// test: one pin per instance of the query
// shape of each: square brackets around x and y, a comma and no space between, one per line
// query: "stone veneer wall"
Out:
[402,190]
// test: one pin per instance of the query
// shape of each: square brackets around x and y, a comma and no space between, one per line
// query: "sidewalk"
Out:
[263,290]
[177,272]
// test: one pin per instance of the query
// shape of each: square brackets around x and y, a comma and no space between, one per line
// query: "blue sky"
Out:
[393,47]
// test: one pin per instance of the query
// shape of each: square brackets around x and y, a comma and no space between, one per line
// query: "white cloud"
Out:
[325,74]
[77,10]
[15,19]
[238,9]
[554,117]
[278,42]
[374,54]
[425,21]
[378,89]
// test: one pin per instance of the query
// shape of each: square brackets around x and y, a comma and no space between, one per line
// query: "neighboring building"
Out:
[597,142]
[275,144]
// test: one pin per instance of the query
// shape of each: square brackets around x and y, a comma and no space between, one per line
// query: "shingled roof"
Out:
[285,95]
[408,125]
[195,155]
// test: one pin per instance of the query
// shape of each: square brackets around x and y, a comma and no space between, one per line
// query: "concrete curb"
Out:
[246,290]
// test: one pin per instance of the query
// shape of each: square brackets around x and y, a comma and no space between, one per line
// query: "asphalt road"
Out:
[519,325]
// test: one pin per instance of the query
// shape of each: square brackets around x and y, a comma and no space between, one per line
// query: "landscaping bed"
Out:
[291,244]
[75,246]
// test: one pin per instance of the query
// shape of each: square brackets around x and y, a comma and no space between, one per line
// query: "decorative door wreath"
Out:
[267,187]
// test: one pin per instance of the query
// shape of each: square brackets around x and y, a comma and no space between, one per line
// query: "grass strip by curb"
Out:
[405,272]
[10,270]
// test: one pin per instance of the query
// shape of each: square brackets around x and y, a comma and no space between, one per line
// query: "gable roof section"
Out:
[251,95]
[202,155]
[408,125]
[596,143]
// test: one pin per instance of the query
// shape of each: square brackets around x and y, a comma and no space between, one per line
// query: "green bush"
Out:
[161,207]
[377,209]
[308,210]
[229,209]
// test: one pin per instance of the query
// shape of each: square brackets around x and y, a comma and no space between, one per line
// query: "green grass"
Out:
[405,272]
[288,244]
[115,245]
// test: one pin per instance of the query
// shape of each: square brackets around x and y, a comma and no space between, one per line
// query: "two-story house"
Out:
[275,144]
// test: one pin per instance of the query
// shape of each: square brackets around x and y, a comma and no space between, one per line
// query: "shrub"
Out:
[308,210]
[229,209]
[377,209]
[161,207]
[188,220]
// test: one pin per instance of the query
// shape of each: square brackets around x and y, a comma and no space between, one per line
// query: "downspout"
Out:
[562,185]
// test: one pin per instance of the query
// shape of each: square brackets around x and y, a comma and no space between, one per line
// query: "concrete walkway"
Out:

=======

Return every line of the material exactly.

// test: one pin per instance of the query
// shape of each: square brackets around x and y, a comma and no space between, one per line
// query: "stone veneer wall"
Out:
[402,190]
// test: one pin per instance of the query
// shape of each: square brackets around x and y, a comma and no space between, one per line
// query: "sidewalk"
Out:
[263,290]
[177,272]
// test: one pin per instance of the query
// shape of each: square brackets around x and y, a comma and no space between, one per line
// query: "blue sky"
Out:
[393,47]
// test: one pin per instance of the query
// shape of each: square brackets around x and y, a comma and no space between, one per line
// query: "white cloud"
Out:
[325,74]
[77,10]
[15,19]
[238,9]
[554,117]
[278,42]
[374,54]
[425,21]
[378,89]
// test: one pin per instance of the query
// shape of each: square brackets around x and y, a comma and no space between, one per line
// query: "neighboring building"
Out:
[597,142]
[275,144]
// test: one pin per instance of the query
// shape of each: square brackets around x and y, a comma and no space between, one per line
// query: "shingled roof"
Out:
[285,95]
[408,125]
[195,155]
// test: one pin per instance of the query
// shape of each: square brackets around x and y, a comma and no space between, one per line
// query: "concrete curb"
Out:
[246,290]
// test: one pin per instance of the query
// shape of each: square brackets around x and y, a comma and no space between, one per line
// query: "asphalt road"
Out:
[519,325]
// test: one pin per instance of the query
// shape of each: square brackets around x and y, a comma and no space between, one per line
// query: "landscaping bed"
Out:
[291,244]
[75,246]
// test: one pin per instance of the query
// shape of each: square brackets around x and y, a comma and no space between, one per line
// query: "decorative door wreath"
Out:
[267,187]
// test: one pin per instance of the query
// shape of each: square brackets around x and y, a comma and no space between, one per line
// query: "grass strip by curb"
Out:
[405,272]
[10,270]
// test: one pin per instance of the query
// shape of each: square brackets around x and y, a comma and no space between, one per line
// query: "gable roof section"
Out:
[251,95]
[202,155]
[408,125]
[596,143]
// test: one pin per instance of the query
// shape of each: square brackets around x and y, a comma and no space between, one per line
// query: "green bush"
Out:
[161,207]
[377,209]
[308,210]
[229,209]
// test: one pin per instance of the query
// shape of each: square brackets around x and y, a comma and no space between, one per line
// query: "green grass"
Out:
[405,272]
[288,244]
[115,245]
// test: one pin per instance of the query
// shape of each: square brackets around x and y, a comma and no space between, one per line
// query: "two-story house"
Out:
[275,144]
// test: one pin per instance of the query
// shape of each: square brackets around x and y, a comma and no space between, one per line
// query: "shrub"
Out:
[308,210]
[229,209]
[377,209]
[161,207]
[188,220]
// test: one pin per instance of the query
// shape of each: square brackets around x and y, a comma and no space between, one per line
// query: "downspout"
Out:
[562,185]
// test: one pin per instance of the query
// shape of each: square brackets around x and y, a comma and no space between, one per line
// query: "concrete walkway"
Out:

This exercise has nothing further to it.